Work instructions » Output all entries exactly; images excluded.

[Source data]

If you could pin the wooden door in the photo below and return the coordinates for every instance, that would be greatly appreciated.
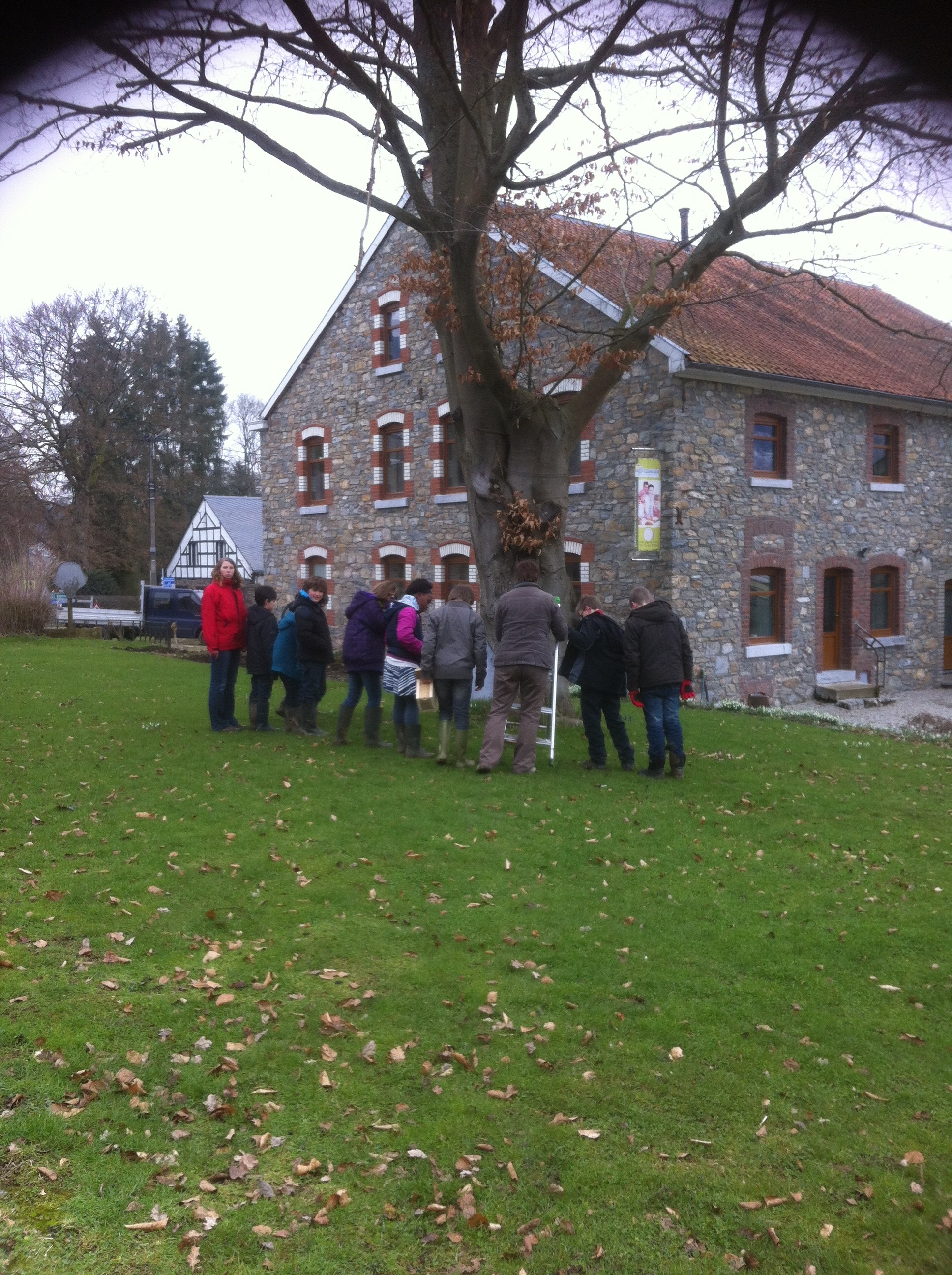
(833, 620)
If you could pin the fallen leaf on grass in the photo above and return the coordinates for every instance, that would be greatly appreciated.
(241, 1166)
(157, 1222)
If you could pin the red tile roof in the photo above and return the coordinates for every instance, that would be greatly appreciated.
(789, 324)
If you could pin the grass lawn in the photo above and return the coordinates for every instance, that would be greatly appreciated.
(735, 989)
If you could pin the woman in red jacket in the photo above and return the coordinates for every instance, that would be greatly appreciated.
(223, 630)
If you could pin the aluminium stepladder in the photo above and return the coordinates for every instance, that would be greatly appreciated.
(547, 721)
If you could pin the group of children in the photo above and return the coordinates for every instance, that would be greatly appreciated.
(388, 645)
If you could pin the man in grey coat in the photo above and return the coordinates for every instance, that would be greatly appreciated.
(527, 620)
(454, 644)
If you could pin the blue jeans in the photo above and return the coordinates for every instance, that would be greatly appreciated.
(406, 711)
(221, 689)
(314, 683)
(453, 698)
(662, 721)
(593, 705)
(292, 690)
(262, 694)
(356, 685)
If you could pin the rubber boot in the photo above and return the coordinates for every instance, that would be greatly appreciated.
(655, 769)
(373, 717)
(414, 745)
(462, 745)
(309, 720)
(345, 716)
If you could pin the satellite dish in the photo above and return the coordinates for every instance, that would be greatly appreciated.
(69, 578)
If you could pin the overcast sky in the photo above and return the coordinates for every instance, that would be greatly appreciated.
(253, 254)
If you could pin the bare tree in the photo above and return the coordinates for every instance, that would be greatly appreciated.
(756, 108)
(65, 380)
(244, 412)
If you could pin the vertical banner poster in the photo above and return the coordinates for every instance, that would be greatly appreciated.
(648, 483)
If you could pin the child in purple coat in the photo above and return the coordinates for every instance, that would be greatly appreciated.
(363, 661)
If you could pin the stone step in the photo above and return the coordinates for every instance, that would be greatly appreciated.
(835, 693)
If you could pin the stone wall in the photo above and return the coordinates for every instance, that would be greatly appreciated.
(715, 523)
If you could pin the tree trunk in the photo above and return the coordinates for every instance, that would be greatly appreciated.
(509, 453)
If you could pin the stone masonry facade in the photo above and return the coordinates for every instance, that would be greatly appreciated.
(373, 412)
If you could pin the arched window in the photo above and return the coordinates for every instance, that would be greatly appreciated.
(766, 592)
(457, 572)
(574, 572)
(882, 601)
(391, 334)
(393, 461)
(394, 568)
(315, 472)
(453, 470)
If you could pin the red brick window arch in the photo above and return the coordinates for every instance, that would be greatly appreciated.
(582, 462)
(317, 563)
(390, 332)
(445, 448)
(393, 561)
(579, 559)
(393, 458)
(314, 486)
(454, 563)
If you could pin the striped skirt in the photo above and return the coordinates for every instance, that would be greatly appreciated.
(399, 676)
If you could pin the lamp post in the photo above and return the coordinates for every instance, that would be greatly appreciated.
(153, 554)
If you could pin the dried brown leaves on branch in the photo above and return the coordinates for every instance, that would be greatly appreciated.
(522, 529)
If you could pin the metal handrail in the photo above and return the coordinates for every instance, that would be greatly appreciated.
(878, 651)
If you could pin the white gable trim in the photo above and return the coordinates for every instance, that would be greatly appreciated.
(207, 518)
(334, 306)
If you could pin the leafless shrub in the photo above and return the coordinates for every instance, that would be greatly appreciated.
(25, 595)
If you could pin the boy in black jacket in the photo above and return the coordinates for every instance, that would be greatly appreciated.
(262, 630)
(593, 660)
(659, 666)
(314, 649)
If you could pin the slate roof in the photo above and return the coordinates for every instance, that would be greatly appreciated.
(785, 324)
(241, 518)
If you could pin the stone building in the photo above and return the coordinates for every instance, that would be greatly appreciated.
(803, 438)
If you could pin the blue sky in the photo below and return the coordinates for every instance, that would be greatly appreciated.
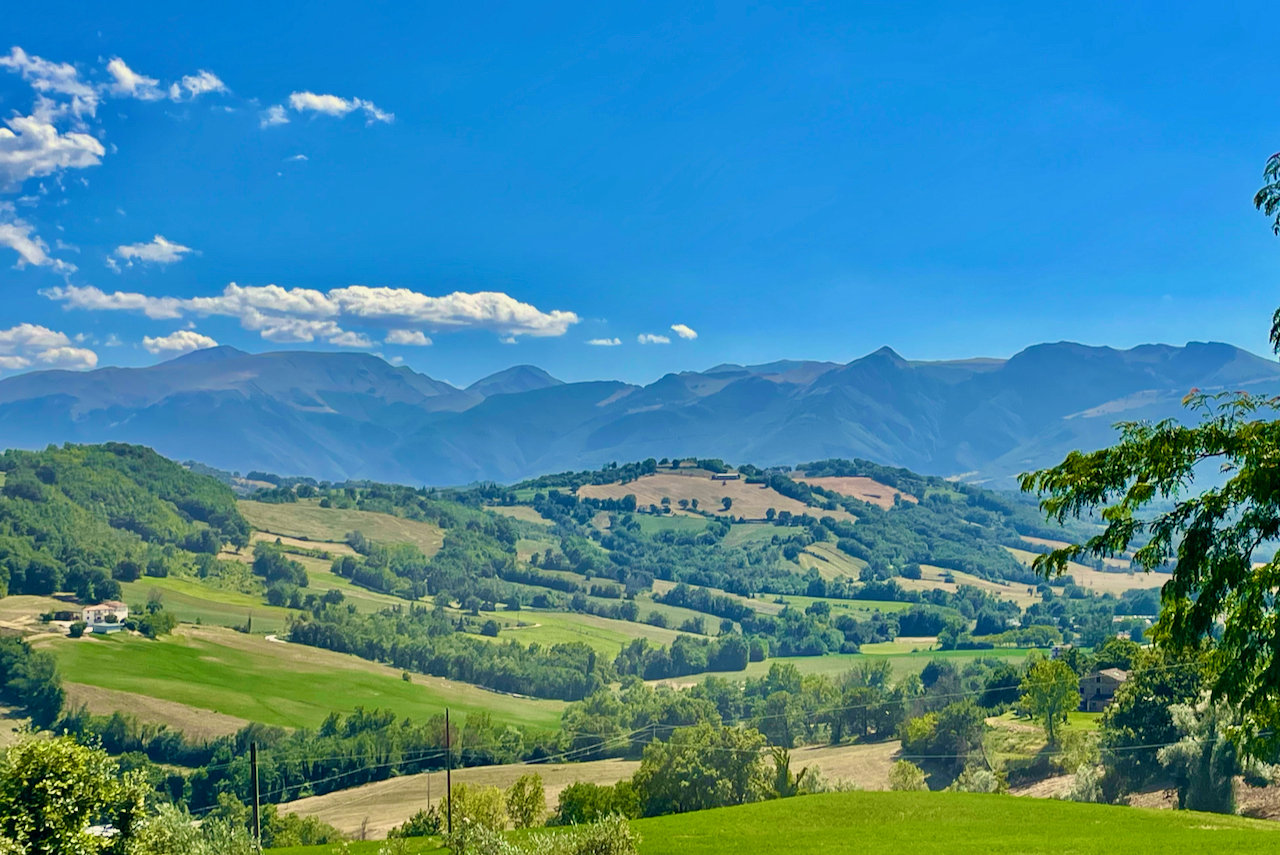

Result for this exercise »
If you could pin the wooden door in the photo below and return the coordinates for every instance, that would be greatly appreciated.
(833, 620)
If you could pin the fallen leaf on grass in the photo above and return the coordinates for every instance, that would be greatly appreciated.
(241, 1166)
(157, 1222)
If you could pin the red tile roof in the photo above and return the coordinates for every instance, that would be greatly appreciated.
(789, 324)
If you could pin the grass lawn in the photo above and return the coordinates for every instance, that would be greatly appreciated.
(735, 989)
If you could pin the woman in red jacket in the photo above and return the coordinates for every instance, that would be greatly appreciated.
(223, 630)
If you could pin the aluminium stepladder in the photo above and return the coordinates for every instance, that would be greatly appreciated.
(547, 721)
If you could pin the group of children in the photo above and return the coordinates for every instance, that would be greatly appreciated.
(388, 645)
If you could pin the man in grey coat in the photo above and return the coordinates for every instance, that would be greatly appreciated.
(527, 620)
(454, 644)
If you could pin the blue jeans in the photo above and return the coordinates for every instance, that would be greatly appreciated.
(406, 711)
(221, 689)
(314, 683)
(453, 698)
(662, 721)
(593, 705)
(292, 690)
(262, 694)
(356, 685)
If you could pin the rubber boot in the photo above and return the coordinates for every instance, that would be greatly appreciated.
(655, 769)
(373, 717)
(414, 745)
(462, 745)
(309, 720)
(345, 716)
If you could pin the satellite dish in the photo above and return the coordinates for every instance, that would be greatly appreciated.
(69, 578)
If you could pin the overcast sky in the photo above and return the coordinates for every instance, that would be greatly appreciated.
(253, 254)
If you could pin the bare tree in the photo above and return the coordinates for every instance, that would be greatly appreciated.
(756, 108)
(65, 380)
(244, 412)
If you could pin the vertical banner poster in the photo above and return the coordinates for every instance, that would be greatly appreciated.
(648, 483)
If you could pin the child in purple coat in the photo above and return the coordinates for every instance, that would be greatly appreciated.
(363, 661)
If you could pin the stone step in the photo above and return the coordinates for every instance, that would be greatly appreciated.
(835, 693)
If you could pin the stone wall in the photo above and return the coordinates for every instance, that would be greatly appreciated.
(715, 523)
If you could pin the tree trunk in the photo above and return the coordinates for every instance, that would be greatly appreciated.
(509, 453)
If you could pin the stone masonry facade in the photo above and return the coordinates for every instance, that would be greatly appreciated.
(373, 412)
If you could pin the arched window in the photo above and return the coordinates for every instance, that would be greatly appreciated.
(766, 592)
(457, 572)
(574, 572)
(882, 601)
(391, 334)
(393, 461)
(394, 568)
(315, 472)
(453, 470)
If you could pin the red brick window arch in the photo above and return the coordinates for every instance, that would be greatly appreciated.
(582, 462)
(317, 563)
(390, 332)
(445, 448)
(393, 561)
(579, 559)
(393, 458)
(314, 486)
(454, 563)
If you could pin the striped skirt in the photo above and return the coordinates for every instance, that would be greatly appreciated.
(399, 676)
If you could pin the lamp post in the photo above and return the coordinates for every instance, that would be greatly appreciated.
(153, 554)
If you could pin the dried brown leaves on branch in the photo above and return the coordinates for every instance, that would be greatly appreciated.
(522, 529)
If you could pin the metal handrail in the photo above and return the coordinates for every instance, that would be greatly appreciated.
(878, 651)
If you could pin the white gable trim in the photo above and return the coordinates for every instance, that would be greatly appreciated.
(207, 518)
(334, 306)
If you could pin the leafless shrub in the photo above and return the coordinates for every instance, that would be greatly appreciated.
(25, 595)
If you could pin the boy in black jacket in the photo above and return the coordinates for every instance, that would be greatly appreciated.
(262, 630)
(593, 660)
(659, 666)
(314, 649)
If you could pin the slate roof in the photo above and return the coordinates for every instance, that would be greatly appreciated.
(785, 324)
(241, 518)
If you could pin the stone building in the photo above and return the coordinates for every instance, that would be greatly appreciated.
(803, 438)
If you could pin the blue sky in the photo below and return the coordinates for every instance, that would be greatly appreciated.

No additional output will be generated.